Copy every line in full, starting with the line that contains "# segment the woman in burqa" and going on through the line that contains "177], [270, 181]]", and shift each coordinate in the result outlines up by 22. Leave all other lines of these items unchanged, and reproduce only this span.

Dataset rows
· · · ·

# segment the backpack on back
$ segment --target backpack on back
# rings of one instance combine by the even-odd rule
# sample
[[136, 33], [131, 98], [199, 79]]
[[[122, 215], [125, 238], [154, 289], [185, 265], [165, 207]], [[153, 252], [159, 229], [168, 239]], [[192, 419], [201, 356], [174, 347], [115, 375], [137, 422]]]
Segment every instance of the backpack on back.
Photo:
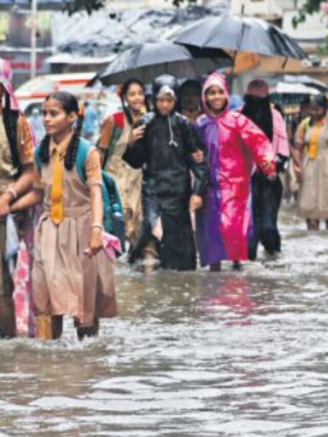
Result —
[[[86, 162], [90, 150], [90, 143], [84, 138], [80, 138], [77, 150], [75, 168], [76, 172], [83, 183], [87, 183]], [[35, 162], [40, 173], [43, 162], [40, 159], [39, 147], [35, 150]], [[121, 241], [122, 248], [125, 251], [125, 231], [123, 209], [116, 184], [113, 178], [104, 170], [101, 170], [102, 183], [101, 193], [104, 203], [104, 227], [106, 232], [112, 234]]]

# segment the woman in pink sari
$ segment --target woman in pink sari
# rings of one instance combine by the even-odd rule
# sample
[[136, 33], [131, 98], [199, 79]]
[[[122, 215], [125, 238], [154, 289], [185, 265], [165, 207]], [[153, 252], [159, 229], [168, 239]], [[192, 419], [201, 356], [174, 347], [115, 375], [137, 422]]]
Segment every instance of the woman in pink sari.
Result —
[[221, 260], [230, 260], [239, 269], [239, 262], [248, 256], [252, 169], [255, 163], [275, 178], [275, 154], [262, 131], [242, 114], [228, 110], [224, 76], [214, 73], [208, 77], [202, 100], [205, 114], [196, 125], [206, 147], [210, 188], [196, 215], [201, 264], [218, 271]]

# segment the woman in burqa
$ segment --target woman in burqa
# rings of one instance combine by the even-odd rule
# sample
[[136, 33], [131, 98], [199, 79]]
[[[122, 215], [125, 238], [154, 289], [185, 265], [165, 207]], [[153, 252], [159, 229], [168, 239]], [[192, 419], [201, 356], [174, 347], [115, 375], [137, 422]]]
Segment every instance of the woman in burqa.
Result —
[[[269, 86], [265, 80], [255, 79], [248, 85], [241, 112], [265, 134], [277, 157], [277, 172], [283, 171], [290, 148], [285, 122], [280, 113], [271, 108]], [[261, 242], [270, 255], [280, 252], [278, 213], [282, 195], [280, 178], [270, 180], [257, 167], [252, 177], [253, 228], [249, 239], [249, 257], [256, 258]]]

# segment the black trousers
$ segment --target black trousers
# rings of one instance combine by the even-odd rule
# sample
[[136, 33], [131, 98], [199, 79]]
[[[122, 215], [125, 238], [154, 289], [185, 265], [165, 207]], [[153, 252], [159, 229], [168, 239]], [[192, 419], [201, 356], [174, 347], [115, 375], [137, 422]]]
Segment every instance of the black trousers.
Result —
[[257, 171], [252, 178], [252, 194], [254, 232], [249, 240], [249, 258], [254, 260], [260, 242], [270, 255], [280, 251], [277, 220], [282, 196], [281, 181], [278, 177], [270, 181]]

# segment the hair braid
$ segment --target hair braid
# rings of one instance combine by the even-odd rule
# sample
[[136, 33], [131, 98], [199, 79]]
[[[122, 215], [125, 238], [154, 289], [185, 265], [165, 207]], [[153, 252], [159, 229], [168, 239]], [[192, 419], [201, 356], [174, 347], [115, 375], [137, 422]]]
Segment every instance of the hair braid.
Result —
[[10, 108], [10, 96], [6, 91], [6, 102], [4, 110], [4, 124], [7, 137], [10, 147], [13, 165], [18, 170], [18, 174], [22, 172], [22, 163], [17, 148], [17, 123], [19, 116], [18, 111], [13, 111]]
[[65, 168], [68, 170], [71, 170], [74, 167], [76, 160], [78, 144], [81, 136], [82, 125], [83, 124], [84, 117], [79, 114], [76, 122], [76, 128], [72, 137], [71, 141], [67, 149], [67, 152], [65, 156]]
[[49, 145], [50, 145], [50, 136], [46, 135], [41, 141], [39, 153], [40, 159], [44, 164], [48, 164], [50, 159]]

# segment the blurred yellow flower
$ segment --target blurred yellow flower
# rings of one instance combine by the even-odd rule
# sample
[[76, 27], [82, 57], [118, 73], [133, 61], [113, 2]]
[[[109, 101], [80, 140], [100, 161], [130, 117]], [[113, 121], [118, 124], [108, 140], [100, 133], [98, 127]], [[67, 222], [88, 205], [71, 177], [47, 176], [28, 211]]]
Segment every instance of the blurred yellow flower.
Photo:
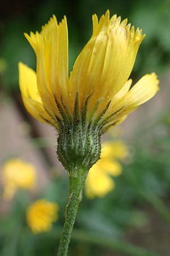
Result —
[[3, 196], [11, 199], [18, 189], [31, 190], [33, 188], [36, 174], [35, 167], [19, 158], [7, 160], [2, 168]]
[[[63, 122], [79, 118], [93, 121], [101, 133], [122, 122], [159, 90], [154, 73], [143, 76], [131, 89], [129, 80], [142, 30], [109, 11], [98, 21], [93, 15], [91, 38], [78, 56], [68, 76], [68, 31], [66, 16], [54, 15], [40, 33], [24, 35], [37, 58], [36, 73], [19, 64], [19, 85], [25, 106], [35, 118], [62, 130]], [[76, 108], [74, 106], [76, 105]]]
[[49, 231], [58, 219], [58, 208], [57, 204], [43, 199], [33, 203], [27, 212], [27, 221], [32, 232]]
[[122, 173], [122, 167], [118, 162], [128, 155], [128, 149], [122, 141], [105, 142], [101, 145], [100, 159], [90, 170], [85, 183], [85, 192], [91, 199], [101, 197], [114, 188], [112, 176]]

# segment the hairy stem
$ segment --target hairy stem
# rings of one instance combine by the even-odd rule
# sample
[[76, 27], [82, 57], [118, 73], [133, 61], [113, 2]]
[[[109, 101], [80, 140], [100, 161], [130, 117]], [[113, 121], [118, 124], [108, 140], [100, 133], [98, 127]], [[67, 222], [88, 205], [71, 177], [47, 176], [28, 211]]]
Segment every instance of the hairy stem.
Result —
[[79, 203], [82, 200], [83, 184], [87, 172], [83, 168], [75, 170], [70, 175], [68, 201], [65, 209], [65, 221], [61, 235], [57, 256], [66, 256], [71, 234]]

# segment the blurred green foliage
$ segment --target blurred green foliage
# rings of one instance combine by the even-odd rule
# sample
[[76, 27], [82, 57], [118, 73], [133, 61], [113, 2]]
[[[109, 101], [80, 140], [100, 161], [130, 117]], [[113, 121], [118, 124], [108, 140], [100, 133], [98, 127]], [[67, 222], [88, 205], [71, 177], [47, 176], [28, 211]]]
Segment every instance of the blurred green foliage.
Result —
[[[125, 242], [125, 238], [128, 230], [142, 230], [148, 226], [150, 211], [147, 209], [155, 209], [163, 222], [169, 225], [170, 208], [165, 203], [170, 192], [170, 126], [167, 119], [165, 115], [146, 127], [143, 134], [139, 133], [140, 137], [136, 135], [134, 146], [129, 145], [131, 156], [124, 164], [122, 175], [114, 178], [116, 186], [113, 191], [104, 198], [92, 200], [84, 195], [70, 256], [101, 256], [108, 250], [110, 251], [109, 255], [112, 255], [112, 250], [124, 253], [120, 254], [124, 256], [163, 255], [163, 249], [157, 251], [156, 245], [155, 253], [150, 253]], [[152, 133], [149, 135], [147, 130], [152, 130]], [[55, 255], [63, 222], [67, 187], [67, 176], [53, 176], [45, 189], [33, 199], [24, 192], [18, 193], [11, 211], [0, 221], [1, 256]], [[60, 218], [51, 232], [35, 235], [27, 226], [26, 212], [31, 202], [39, 198], [57, 202]]]
[[[33, 50], [23, 32], [40, 31], [53, 14], [60, 21], [66, 15], [69, 35], [69, 70], [92, 32], [91, 16], [99, 16], [109, 9], [135, 27], [143, 28], [146, 37], [140, 48], [132, 76], [139, 79], [146, 73], [166, 71], [170, 63], [170, 1], [49, 0], [15, 2], [2, 4], [0, 23], [0, 56], [7, 63], [3, 84], [8, 89], [18, 89], [19, 61], [35, 68]], [[114, 57], [114, 56], [113, 56]]]

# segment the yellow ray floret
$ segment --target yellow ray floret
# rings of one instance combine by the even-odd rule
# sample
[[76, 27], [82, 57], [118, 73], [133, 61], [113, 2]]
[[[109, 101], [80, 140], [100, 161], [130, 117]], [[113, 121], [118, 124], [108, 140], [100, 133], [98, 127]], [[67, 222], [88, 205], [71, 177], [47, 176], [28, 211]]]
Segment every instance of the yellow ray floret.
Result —
[[[28, 111], [57, 129], [73, 122], [75, 102], [86, 121], [100, 121], [102, 132], [122, 122], [159, 89], [155, 73], [146, 75], [131, 89], [129, 79], [139, 47], [142, 30], [121, 22], [109, 10], [99, 20], [93, 15], [92, 36], [68, 76], [68, 32], [66, 18], [58, 23], [54, 15], [40, 33], [24, 34], [35, 52], [36, 73], [19, 63], [19, 84]], [[97, 123], [99, 125], [99, 123]]]

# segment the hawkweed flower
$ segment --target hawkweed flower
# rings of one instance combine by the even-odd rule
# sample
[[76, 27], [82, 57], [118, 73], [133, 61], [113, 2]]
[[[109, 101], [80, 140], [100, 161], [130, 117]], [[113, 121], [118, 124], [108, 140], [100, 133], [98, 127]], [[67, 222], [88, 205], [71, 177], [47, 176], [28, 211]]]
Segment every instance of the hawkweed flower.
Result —
[[129, 155], [122, 141], [106, 142], [101, 144], [100, 159], [90, 169], [85, 182], [85, 192], [90, 199], [103, 197], [114, 188], [112, 176], [120, 176], [122, 166], [119, 160]]
[[68, 75], [66, 18], [54, 15], [36, 32], [24, 35], [37, 59], [36, 72], [19, 64], [19, 85], [27, 110], [58, 131], [57, 154], [68, 171], [70, 188], [58, 256], [66, 255], [84, 180], [100, 158], [101, 135], [121, 122], [159, 89], [154, 73], [131, 89], [129, 79], [141, 43], [142, 30], [121, 21], [108, 10], [98, 21], [94, 15], [92, 36]]
[[12, 158], [5, 162], [2, 171], [5, 199], [11, 199], [18, 189], [33, 189], [36, 174], [32, 164]]
[[34, 233], [50, 231], [52, 224], [57, 221], [58, 205], [44, 199], [34, 202], [27, 210], [27, 222]]

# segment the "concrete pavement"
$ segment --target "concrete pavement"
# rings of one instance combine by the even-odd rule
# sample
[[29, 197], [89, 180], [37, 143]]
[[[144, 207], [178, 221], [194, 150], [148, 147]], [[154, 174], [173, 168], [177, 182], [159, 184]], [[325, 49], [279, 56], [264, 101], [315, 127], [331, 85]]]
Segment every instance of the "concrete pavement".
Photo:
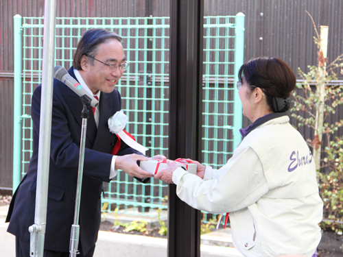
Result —
[[[0, 206], [0, 256], [15, 257], [15, 238], [5, 223], [8, 210], [8, 206]], [[164, 238], [99, 231], [94, 257], [167, 257], [167, 245]], [[230, 229], [202, 235], [201, 257], [241, 257], [231, 246]]]

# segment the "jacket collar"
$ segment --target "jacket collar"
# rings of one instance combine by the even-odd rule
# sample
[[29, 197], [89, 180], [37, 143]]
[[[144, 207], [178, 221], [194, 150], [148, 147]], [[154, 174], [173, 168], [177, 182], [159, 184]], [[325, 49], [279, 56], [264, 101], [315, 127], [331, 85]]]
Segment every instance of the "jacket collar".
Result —
[[265, 115], [261, 118], [257, 119], [252, 124], [248, 126], [246, 129], [240, 129], [239, 132], [241, 132], [241, 136], [244, 138], [248, 134], [254, 130], [255, 128], [261, 126], [261, 125], [265, 124], [268, 121], [277, 119], [283, 116], [286, 116], [288, 118], [288, 116], [285, 114], [285, 112], [272, 112], [269, 114]]

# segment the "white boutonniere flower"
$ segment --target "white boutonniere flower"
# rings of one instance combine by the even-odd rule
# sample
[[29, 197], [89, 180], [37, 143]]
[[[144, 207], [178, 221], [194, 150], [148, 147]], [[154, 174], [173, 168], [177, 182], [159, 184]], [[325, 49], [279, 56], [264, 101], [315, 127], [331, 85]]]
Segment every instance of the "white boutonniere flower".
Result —
[[108, 128], [112, 133], [118, 134], [124, 129], [128, 121], [128, 117], [121, 110], [108, 119]]
[[136, 142], [134, 140], [134, 138], [125, 131], [124, 127], [128, 121], [128, 117], [124, 114], [122, 110], [117, 112], [115, 115], [108, 119], [108, 128], [110, 129], [110, 132], [116, 134], [129, 147], [139, 151], [145, 155], [145, 151], [148, 149]]

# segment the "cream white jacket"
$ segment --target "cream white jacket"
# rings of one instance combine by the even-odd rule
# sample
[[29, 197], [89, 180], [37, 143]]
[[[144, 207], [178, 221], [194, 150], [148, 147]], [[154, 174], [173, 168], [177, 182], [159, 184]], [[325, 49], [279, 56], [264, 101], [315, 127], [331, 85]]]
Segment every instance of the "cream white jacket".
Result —
[[314, 160], [287, 116], [251, 131], [226, 164], [204, 180], [178, 168], [178, 197], [212, 213], [230, 212], [235, 247], [245, 256], [311, 256], [321, 238], [322, 201]]

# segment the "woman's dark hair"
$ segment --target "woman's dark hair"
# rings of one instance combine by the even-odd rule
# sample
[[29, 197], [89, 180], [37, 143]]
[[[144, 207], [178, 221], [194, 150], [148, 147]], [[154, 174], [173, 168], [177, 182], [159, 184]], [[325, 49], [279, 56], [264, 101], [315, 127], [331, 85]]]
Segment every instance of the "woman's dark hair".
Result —
[[248, 60], [238, 73], [241, 82], [242, 77], [252, 88], [258, 87], [263, 91], [271, 110], [274, 110], [273, 98], [289, 97], [296, 83], [296, 75], [291, 68], [276, 57], [259, 57]]
[[[121, 37], [115, 32], [102, 29], [87, 30], [78, 44], [73, 60], [73, 68], [78, 71], [82, 70], [80, 62], [82, 56], [94, 58], [97, 53], [98, 45], [108, 40], [116, 40], [121, 43]], [[91, 58], [90, 62], [93, 65], [94, 60]]]

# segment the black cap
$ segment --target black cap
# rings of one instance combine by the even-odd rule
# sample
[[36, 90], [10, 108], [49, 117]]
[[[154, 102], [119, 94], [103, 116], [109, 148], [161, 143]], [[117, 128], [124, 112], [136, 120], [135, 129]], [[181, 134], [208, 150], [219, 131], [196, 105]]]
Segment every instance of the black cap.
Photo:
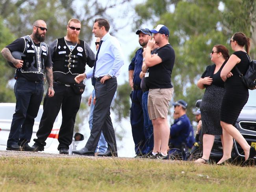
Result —
[[139, 35], [141, 32], [146, 35], [148, 35], [149, 36], [151, 36], [151, 33], [150, 32], [149, 30], [147, 28], [138, 30], [137, 31], [136, 31], [136, 35]]
[[184, 109], [187, 109], [187, 103], [184, 100], [179, 100], [176, 102], [173, 102], [172, 103], [174, 106], [180, 105]]

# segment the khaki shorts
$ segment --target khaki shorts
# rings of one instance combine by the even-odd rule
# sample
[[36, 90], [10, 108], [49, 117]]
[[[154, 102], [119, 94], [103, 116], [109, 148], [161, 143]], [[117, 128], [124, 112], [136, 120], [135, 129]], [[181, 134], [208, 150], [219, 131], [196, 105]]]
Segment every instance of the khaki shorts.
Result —
[[173, 94], [173, 88], [149, 89], [148, 109], [150, 120], [159, 117], [167, 118], [169, 103]]

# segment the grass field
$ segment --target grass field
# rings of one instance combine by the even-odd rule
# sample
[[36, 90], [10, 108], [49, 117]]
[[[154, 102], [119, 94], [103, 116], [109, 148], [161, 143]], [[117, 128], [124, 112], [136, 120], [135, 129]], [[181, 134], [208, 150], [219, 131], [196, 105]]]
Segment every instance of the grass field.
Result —
[[135, 158], [0, 157], [0, 191], [256, 191], [256, 168]]

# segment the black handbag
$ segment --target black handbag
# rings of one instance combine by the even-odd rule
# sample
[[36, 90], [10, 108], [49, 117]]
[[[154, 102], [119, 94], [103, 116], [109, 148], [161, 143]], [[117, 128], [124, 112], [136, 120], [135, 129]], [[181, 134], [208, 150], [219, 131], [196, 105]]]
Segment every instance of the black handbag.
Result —
[[236, 66], [236, 69], [245, 87], [249, 89], [253, 90], [256, 89], [256, 61], [251, 61], [248, 55], [247, 55], [250, 63], [245, 74], [243, 75]]
[[78, 95], [82, 95], [85, 88], [85, 85], [83, 83], [70, 84], [70, 86], [72, 88], [74, 92]]

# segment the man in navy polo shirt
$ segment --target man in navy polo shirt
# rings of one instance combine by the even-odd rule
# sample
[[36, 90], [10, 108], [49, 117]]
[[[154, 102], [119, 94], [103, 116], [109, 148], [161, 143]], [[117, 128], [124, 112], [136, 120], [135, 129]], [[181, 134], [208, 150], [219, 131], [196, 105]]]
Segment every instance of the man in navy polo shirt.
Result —
[[141, 88], [141, 79], [139, 74], [141, 72], [143, 48], [147, 46], [151, 33], [148, 29], [138, 30], [136, 34], [139, 35], [139, 43], [141, 47], [136, 52], [135, 55], [129, 66], [129, 83], [132, 88], [131, 94], [130, 121], [132, 136], [135, 144], [136, 157], [141, 157], [147, 153], [147, 139], [148, 137], [146, 133], [144, 124], [142, 106], [143, 92]]

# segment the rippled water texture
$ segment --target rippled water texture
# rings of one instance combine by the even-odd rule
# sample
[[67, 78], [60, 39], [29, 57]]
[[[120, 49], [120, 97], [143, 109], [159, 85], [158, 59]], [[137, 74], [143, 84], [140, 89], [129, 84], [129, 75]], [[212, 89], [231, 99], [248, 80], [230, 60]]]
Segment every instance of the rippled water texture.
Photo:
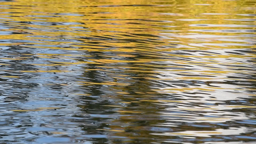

· · · ·

# Exercise solution:
# segment the woman in burqa
$ segment --target woman in burqa
# rings of one instance combine by the even-odd rule
# sample
[[136, 33], [131, 98], [199, 79]]
[[[122, 215], [125, 238], [154, 289], [185, 265], [165, 207]], [[153, 252], [159, 229], [168, 239]], [[192, 419], [201, 356], [174, 347], [115, 375], [137, 422]]]
Segment every instance of the woman in burqa.
Result —
[[[291, 108], [287, 102], [277, 101], [270, 107], [263, 134], [287, 156], [299, 179], [299, 194], [305, 193], [312, 170], [307, 144], [302, 135], [293, 130]], [[283, 264], [292, 277], [302, 274], [300, 235], [304, 217], [302, 200], [292, 202], [279, 189], [274, 199], [275, 250], [271, 261], [271, 279], [278, 280]]]

# segment the black trousers
$ segment --target black trousers
# rings of one instance combine by the even-odd rule
# sample
[[136, 33], [131, 98], [199, 79]]
[[[122, 215], [125, 238], [154, 289], [185, 265], [165, 207]], [[153, 252], [159, 229], [168, 239]], [[192, 419], [201, 356], [174, 347], [115, 375], [137, 422]]]
Segment every instance of the black trousers.
Result —
[[279, 193], [274, 200], [274, 216], [276, 254], [271, 262], [271, 280], [276, 282], [282, 264], [292, 277], [302, 273], [299, 242], [304, 218], [303, 203], [300, 199], [292, 203]]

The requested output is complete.